Write out the complete material exactly as it stands.

....

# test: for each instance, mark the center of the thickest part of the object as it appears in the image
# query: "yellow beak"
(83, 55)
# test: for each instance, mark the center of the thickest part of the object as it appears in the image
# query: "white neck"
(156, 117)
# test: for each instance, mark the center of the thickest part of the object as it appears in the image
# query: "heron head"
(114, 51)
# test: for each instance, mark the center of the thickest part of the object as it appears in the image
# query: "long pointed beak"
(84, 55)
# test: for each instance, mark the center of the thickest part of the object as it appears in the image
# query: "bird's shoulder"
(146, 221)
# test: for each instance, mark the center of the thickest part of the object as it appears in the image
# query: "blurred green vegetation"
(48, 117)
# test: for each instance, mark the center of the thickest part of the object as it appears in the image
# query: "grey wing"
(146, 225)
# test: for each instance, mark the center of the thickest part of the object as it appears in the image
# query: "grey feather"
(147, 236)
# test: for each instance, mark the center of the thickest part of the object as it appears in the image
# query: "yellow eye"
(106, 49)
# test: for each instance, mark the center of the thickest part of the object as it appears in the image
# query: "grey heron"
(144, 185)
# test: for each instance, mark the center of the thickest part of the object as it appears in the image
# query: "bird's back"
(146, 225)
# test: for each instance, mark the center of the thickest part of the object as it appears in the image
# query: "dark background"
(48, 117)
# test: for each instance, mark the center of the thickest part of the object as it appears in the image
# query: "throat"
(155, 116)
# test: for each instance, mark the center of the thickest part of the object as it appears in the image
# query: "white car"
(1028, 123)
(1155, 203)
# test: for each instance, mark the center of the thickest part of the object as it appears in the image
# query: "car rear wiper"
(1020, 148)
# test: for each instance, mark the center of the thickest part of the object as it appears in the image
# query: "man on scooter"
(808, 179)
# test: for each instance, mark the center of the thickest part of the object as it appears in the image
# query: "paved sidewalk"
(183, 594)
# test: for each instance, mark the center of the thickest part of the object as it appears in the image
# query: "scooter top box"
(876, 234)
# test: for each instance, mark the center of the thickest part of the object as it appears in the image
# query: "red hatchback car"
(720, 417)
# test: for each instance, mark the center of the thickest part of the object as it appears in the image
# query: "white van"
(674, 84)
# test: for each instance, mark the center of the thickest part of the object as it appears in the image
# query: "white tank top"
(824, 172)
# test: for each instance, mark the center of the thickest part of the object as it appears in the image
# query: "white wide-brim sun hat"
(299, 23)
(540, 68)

....

■ Output ■
# test: for each instance, mark the center of the thickest part of the object as it appears in the image
# query: "yellow beak"
(83, 55)
# test: for each instance, mark the center of the thickest part of the object as it appears in the image
# query: "white neck"
(156, 117)
# test: for each instance, mark the center of the thickest part of the object as it appears in the image
# query: "heron head"
(114, 51)
# test: for each instance, mark the center of the thickest part of the object as it appears in the image
# query: "long pointed beak"
(84, 55)
# test: for each instance, mark the center of the thickest part of the object as it appears in the image
# query: "bird's shoulder"
(146, 221)
# test: for each instance, mark the center of the thickest part of the object as it appears in the image
# query: "blurred green vegetation"
(48, 117)
# test: for each instance, mark the center of the thickest part of the object as it appears in the image
# query: "grey wing"
(146, 225)
# test: for each instance, mark the center of the thickest part of the object as it appears in the image
# query: "grey feather"
(147, 236)
# test: for each instance, mark the center of the thickest part of the object as it appears in the image
# query: "yellow eye"
(106, 49)
# test: for each instance, mark the center of the thickest part of the object as it appears in the image
# query: "grey heron"
(144, 185)
# test: for each instance, mark the center of the thickest part of the object as it appears in the image
# query: "bird's back"
(146, 225)
# test: for each instance, mark the center of the thickest part of the object as it appears in the image
# query: "dark background"
(48, 117)
# test: for each instance, mark the center of the thickest part of the object as it appears in the image
# query: "throat"
(155, 116)
# test: for each instance, mark the center of the thickest part of the object as it appears in the image
# query: "white car"
(1028, 123)
(1155, 203)
# test: for each instance, mark the center of the thickest part of the object as it appears in the image
# query: "car rear wiper"
(1020, 148)
# test: for each instance, mark the center of the thickest part of the object as it appears in the image
# query: "man on scooter"
(808, 179)
# test: for each instance, mark the center of the thickest part of the object as it appears in the image
# query: "paved sidewalk"
(183, 594)
# test: for each instance, mark the center of the thickest part of the object as it appears in the image
# query: "scooter top box"
(876, 234)
# test: for each instance, mark the center of the thickest part of the object as it appears in the image
# query: "red hatchback car"
(720, 417)
# test: for each instance, mark the center of the thickest part of the object as it appears in the image
# query: "white van"
(674, 84)
# test: for each instance, mark the center of the thickest part of the object as it appears in the image
# query: "white tank top"
(824, 172)
# test: for each instance, mark the center of the thickest part of the object as it appears in the image
# query: "white wide-brim sun hat"
(299, 23)
(540, 68)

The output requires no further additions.